*Task requirements:* Please return each of the entries below exactly as they appear.

Data extracted from a collection:
"""

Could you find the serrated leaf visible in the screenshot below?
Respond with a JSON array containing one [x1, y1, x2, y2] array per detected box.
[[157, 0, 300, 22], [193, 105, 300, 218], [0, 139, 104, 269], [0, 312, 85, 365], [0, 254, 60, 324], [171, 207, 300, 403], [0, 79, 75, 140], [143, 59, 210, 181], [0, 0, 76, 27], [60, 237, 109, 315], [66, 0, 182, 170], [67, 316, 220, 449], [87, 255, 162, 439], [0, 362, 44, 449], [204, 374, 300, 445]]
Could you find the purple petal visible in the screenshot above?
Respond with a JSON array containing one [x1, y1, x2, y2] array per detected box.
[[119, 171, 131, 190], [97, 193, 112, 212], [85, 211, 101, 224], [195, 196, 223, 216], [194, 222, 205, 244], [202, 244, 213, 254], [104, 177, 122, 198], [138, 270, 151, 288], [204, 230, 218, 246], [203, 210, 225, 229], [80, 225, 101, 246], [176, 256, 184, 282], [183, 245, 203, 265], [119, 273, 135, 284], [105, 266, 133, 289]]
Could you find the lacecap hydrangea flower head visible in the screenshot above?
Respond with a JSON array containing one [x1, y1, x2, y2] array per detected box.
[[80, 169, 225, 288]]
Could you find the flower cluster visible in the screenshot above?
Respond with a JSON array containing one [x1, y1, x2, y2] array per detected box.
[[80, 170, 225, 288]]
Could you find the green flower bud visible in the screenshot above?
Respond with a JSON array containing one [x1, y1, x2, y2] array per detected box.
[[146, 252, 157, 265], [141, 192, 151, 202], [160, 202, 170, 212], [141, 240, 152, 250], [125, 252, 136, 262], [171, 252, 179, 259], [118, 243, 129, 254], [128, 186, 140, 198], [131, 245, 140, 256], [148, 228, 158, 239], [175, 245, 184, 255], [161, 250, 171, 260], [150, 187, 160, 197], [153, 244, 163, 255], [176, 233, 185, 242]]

"""

*Answer box:*
Could you find the serrated leaf visible in the screenshot below?
Respond with a JSON array containing one [x1, y1, x2, y2] array per detected box.
[[157, 0, 300, 22], [193, 105, 300, 218], [0, 139, 104, 269], [0, 312, 85, 365], [0, 254, 60, 324], [171, 207, 300, 403], [0, 79, 75, 140], [143, 59, 210, 181], [0, 0, 76, 27], [60, 237, 109, 315], [66, 0, 182, 170], [67, 316, 220, 449], [87, 255, 162, 439], [0, 362, 44, 449], [204, 374, 300, 445]]
Could you find the purple petal visible in the screenshot above?
Respond with a JSON array containing one [x1, y1, x2, y2] array per detected box.
[[119, 171, 131, 190], [97, 193, 112, 212], [85, 211, 101, 224], [195, 196, 223, 216], [194, 222, 205, 244], [202, 244, 213, 254], [104, 177, 122, 198], [138, 270, 151, 288], [204, 230, 218, 246], [203, 210, 225, 229], [80, 225, 101, 246], [176, 256, 184, 282], [183, 245, 203, 265], [119, 273, 135, 284], [105, 266, 133, 289]]
Could you find the lacecap hydrangea flower head visible in the screenshot above?
Respond with a JSON array containing one [x1, y1, x2, y2] array per detected box.
[[80, 169, 225, 288]]
Could you find the flower cluster visible in the screenshot above?
Respond with a JSON array containing one [x1, y1, x2, y2] array per detected box.
[[80, 170, 225, 288]]
Could you find the green flower bud visible in the screenshot above?
Respond with a JSON array containing one [x1, y1, x2, y2] array per detected box.
[[146, 252, 157, 265], [141, 192, 151, 202], [160, 202, 170, 212], [141, 240, 152, 250], [125, 252, 136, 262], [171, 252, 179, 259], [118, 243, 129, 254], [128, 186, 140, 198], [131, 245, 140, 256], [148, 228, 158, 239], [175, 245, 184, 255], [161, 250, 171, 260], [150, 187, 160, 197], [153, 244, 163, 255], [176, 233, 185, 242]]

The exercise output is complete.